• Exercise
Please copy everything from "Conservatives are getting" down to "more politically competitive." in the essay on conservatives, substituting "population trends" for "demographics".

• Reading passage
_ _ _ _

Conservatives are getting plenty of advice from both friend and foe alike on how to navigate the new electoral waters that have arisen as a result of Barack Obama’s back-to-back election victories. It’s demographics, say some. Others think that embracing issues prized by Hispanics, women, and youth will make the right more politically competitive.
But if the key to conservatives becoming relevant again is to be found in changing their positions or tweaking their message when it comes to immigration, abortion, or gay marriage, few on the right would accept such advice. And indeed, they shouldn’t. Embracing amnesty will not make Hispanics more Republican any more than taking the anti-abortion plank out of the party platform will cause more women to vote for the GOP.
The reason is that these “fixes” are superficial — rearranging the deck chairs on the Titanic. The real problem conservatives have goes to the very heart of what America is and must continue to be if our most precious principles and values are to be saved.
At its most basic, America is about community. But the conservative definition of community no longer resonates with the growing numbers of Americans who traditionally were banned from joining and participating in that community. Indeed, minorities, many women, gays, and young people had little use for the kind of community described by Mitt Romney and Paul Ryan in their speeches. That’s because the modern state has twisted the very nature of what community should be, substituting an entirely new — and alien — definition for the traditional notion that community should be “governed by love and charity, not by compulsion,” as Russell Kirk put it.
In fact, as William Schambra points out in an article in National Affairs, like everything else in modern American society, that state has appropriated the notion of community for its own ends:
The age of Obama has been an age of revival for the Progressive ideal of a “national community.” It is a vision rooted in two core beliefs: that direct, local associations and channels of action are too often overwhelmed by the differences among communities and the fractious character of American public life; and that rather than strengthening the sources of these differences, modern government should seek to overcome them in the service of a coherent national ambition. By distributing the same benefits, protections, and services to all Americans, fellow feeling and neighborliness can be fostered among the public; combined with the power of the national government and professional expertise, this communal sentiment can then become a valuable weapon for attacking America’s most pressing social problems.

_ _ _ _

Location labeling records
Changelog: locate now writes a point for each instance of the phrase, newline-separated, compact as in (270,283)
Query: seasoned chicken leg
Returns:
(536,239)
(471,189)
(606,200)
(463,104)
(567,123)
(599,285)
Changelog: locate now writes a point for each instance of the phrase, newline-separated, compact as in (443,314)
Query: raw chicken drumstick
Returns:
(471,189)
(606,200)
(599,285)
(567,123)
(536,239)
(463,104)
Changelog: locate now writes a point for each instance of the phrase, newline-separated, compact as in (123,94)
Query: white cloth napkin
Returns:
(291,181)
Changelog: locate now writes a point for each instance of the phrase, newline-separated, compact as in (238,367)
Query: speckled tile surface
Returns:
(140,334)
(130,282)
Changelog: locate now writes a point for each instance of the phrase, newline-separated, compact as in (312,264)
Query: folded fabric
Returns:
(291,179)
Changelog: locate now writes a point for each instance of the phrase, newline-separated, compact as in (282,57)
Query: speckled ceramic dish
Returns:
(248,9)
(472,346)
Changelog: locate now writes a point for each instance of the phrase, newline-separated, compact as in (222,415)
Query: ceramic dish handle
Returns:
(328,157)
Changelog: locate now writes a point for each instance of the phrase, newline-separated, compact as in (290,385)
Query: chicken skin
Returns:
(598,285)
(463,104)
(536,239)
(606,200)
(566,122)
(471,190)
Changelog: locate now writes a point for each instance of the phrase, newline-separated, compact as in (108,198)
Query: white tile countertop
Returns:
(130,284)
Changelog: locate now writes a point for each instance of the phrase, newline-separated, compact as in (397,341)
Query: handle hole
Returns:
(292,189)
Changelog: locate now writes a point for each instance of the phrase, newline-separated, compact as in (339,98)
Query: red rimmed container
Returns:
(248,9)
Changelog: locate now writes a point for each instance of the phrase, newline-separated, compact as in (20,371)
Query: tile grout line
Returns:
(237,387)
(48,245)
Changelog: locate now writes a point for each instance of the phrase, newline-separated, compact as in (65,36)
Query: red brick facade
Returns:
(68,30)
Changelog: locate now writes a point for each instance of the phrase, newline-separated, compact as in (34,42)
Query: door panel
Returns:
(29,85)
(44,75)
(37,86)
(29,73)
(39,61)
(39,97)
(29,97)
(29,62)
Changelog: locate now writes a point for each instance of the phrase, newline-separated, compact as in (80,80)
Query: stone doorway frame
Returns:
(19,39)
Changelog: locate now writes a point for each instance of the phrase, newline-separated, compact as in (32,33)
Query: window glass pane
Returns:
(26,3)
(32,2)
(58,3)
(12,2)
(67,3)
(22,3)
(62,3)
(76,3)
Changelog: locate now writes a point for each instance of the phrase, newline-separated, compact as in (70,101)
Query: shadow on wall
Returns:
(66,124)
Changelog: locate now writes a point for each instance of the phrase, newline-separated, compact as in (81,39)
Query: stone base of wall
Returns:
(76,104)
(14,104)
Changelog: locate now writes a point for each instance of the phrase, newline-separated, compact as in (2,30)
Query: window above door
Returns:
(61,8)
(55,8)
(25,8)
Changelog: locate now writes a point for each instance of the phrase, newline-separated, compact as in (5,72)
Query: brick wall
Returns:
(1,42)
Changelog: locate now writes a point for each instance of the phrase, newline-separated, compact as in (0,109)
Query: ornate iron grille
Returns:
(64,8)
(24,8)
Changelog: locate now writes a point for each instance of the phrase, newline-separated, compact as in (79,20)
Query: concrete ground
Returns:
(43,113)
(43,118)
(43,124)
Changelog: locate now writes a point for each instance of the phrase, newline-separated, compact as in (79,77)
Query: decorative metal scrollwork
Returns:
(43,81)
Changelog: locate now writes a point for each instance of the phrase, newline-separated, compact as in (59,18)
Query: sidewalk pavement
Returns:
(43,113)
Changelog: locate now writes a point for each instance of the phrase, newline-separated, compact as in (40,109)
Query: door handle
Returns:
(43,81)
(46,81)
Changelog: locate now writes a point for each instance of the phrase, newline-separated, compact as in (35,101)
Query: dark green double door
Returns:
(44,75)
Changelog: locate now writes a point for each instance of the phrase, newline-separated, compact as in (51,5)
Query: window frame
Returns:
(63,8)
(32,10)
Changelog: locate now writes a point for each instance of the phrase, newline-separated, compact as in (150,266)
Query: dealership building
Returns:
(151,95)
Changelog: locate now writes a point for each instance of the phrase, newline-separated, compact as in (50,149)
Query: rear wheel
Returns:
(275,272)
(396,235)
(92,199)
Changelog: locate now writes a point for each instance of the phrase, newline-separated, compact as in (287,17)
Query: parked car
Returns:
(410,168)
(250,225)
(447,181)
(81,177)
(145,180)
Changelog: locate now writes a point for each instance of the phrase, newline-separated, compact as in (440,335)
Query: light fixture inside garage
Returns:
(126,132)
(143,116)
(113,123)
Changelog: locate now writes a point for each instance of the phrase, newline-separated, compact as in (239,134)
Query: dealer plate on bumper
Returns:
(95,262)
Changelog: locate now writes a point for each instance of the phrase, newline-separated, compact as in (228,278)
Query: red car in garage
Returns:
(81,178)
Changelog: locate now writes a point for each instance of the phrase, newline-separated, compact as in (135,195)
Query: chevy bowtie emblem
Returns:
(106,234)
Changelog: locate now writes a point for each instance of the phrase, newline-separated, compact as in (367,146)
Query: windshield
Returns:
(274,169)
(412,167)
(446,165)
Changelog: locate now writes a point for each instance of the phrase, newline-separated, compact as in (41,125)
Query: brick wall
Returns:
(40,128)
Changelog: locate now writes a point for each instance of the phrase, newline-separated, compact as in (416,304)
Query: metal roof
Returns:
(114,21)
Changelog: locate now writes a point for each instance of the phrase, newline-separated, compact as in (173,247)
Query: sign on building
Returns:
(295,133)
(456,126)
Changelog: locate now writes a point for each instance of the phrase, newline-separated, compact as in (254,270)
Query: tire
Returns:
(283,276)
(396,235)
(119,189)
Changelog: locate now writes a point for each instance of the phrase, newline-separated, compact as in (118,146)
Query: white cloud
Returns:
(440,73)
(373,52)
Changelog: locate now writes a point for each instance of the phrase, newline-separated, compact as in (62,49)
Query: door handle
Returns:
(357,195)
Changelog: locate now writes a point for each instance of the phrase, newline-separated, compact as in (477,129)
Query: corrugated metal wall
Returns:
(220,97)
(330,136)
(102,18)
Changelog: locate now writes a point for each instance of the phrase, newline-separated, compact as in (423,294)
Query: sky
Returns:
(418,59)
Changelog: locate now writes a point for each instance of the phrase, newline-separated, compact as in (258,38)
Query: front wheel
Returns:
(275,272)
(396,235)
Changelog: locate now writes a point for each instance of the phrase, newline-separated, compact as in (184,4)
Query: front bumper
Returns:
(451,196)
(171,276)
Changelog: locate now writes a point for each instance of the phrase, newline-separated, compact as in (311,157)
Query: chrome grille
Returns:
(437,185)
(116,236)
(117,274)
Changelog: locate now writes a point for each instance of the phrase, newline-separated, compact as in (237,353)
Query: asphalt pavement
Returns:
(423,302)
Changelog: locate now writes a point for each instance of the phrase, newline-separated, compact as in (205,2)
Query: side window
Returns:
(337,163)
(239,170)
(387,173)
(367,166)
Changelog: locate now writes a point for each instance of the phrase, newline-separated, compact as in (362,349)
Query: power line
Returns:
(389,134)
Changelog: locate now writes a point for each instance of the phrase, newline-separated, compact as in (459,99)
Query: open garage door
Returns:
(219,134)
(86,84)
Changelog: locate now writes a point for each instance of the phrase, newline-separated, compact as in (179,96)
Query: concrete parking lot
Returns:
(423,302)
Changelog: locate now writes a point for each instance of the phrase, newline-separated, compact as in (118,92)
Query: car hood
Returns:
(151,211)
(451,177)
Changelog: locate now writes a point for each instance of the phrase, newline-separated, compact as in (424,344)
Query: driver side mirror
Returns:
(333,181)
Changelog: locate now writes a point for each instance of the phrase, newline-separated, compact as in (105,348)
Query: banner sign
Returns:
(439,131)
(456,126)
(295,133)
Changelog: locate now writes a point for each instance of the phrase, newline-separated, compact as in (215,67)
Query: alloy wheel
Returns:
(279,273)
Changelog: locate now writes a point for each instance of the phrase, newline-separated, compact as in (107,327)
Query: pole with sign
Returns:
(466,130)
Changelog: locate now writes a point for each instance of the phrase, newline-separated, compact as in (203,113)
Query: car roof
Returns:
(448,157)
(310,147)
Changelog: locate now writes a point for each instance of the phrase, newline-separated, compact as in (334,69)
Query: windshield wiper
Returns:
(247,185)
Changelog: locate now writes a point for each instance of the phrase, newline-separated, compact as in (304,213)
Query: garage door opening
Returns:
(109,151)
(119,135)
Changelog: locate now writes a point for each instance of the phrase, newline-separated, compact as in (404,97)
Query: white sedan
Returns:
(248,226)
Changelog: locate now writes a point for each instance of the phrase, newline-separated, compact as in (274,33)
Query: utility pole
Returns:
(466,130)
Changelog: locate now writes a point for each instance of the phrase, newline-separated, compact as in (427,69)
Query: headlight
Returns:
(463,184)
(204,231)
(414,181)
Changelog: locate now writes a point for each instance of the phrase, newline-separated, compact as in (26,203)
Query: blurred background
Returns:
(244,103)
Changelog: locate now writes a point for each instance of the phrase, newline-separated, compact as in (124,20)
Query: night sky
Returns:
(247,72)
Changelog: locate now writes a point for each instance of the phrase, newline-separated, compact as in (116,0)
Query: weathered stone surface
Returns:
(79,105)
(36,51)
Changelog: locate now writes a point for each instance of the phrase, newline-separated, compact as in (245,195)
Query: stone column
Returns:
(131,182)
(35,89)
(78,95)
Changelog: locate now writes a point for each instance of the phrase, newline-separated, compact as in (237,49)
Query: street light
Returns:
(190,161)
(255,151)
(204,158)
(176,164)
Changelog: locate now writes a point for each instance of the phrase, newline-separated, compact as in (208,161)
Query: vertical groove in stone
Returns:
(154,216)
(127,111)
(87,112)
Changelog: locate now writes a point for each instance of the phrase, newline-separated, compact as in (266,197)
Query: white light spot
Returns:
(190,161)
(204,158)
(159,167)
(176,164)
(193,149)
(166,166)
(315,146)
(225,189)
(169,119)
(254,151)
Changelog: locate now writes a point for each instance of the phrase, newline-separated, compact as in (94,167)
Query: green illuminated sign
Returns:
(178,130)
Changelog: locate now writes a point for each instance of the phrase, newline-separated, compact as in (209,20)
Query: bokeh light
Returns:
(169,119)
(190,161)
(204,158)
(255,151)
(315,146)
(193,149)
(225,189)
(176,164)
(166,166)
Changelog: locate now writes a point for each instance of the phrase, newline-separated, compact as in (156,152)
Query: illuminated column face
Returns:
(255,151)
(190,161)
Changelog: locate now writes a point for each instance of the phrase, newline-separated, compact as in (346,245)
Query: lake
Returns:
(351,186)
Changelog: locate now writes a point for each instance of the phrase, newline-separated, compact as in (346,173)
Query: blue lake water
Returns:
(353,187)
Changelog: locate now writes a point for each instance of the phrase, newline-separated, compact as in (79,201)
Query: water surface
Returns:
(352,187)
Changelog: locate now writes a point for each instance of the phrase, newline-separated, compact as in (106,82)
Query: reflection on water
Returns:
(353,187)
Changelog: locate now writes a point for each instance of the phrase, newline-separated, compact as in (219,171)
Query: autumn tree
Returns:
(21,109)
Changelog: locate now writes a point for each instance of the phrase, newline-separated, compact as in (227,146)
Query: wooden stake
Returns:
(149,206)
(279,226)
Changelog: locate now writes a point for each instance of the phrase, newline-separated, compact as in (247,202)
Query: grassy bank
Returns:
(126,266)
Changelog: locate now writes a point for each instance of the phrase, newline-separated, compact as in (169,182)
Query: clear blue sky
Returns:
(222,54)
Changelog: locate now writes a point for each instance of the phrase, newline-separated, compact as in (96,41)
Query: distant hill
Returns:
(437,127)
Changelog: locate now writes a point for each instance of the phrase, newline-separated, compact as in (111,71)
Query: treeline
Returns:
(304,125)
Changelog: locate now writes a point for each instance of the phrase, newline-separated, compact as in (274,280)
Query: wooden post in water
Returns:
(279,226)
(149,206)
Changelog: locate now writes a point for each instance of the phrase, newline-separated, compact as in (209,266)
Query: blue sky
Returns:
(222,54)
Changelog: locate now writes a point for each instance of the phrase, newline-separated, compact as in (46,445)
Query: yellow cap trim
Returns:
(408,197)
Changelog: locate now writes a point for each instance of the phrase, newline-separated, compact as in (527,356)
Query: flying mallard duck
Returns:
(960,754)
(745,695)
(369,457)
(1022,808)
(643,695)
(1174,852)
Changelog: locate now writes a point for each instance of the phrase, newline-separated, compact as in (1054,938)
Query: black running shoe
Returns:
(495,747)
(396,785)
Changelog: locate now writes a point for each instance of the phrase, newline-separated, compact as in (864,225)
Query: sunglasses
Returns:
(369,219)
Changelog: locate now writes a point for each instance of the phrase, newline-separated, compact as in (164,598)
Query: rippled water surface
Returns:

_ _ _ _

• Complete output
Conservatives are getting plenty of advice from both friend and foe alike on how to navigate the new electoral waters that have arisen as a result of Barack Obama’s back-to-back election victories. It’s population trends, say some. Others think that embracing issues prized by Hispanics, women, and youth will make the right more politically competitive.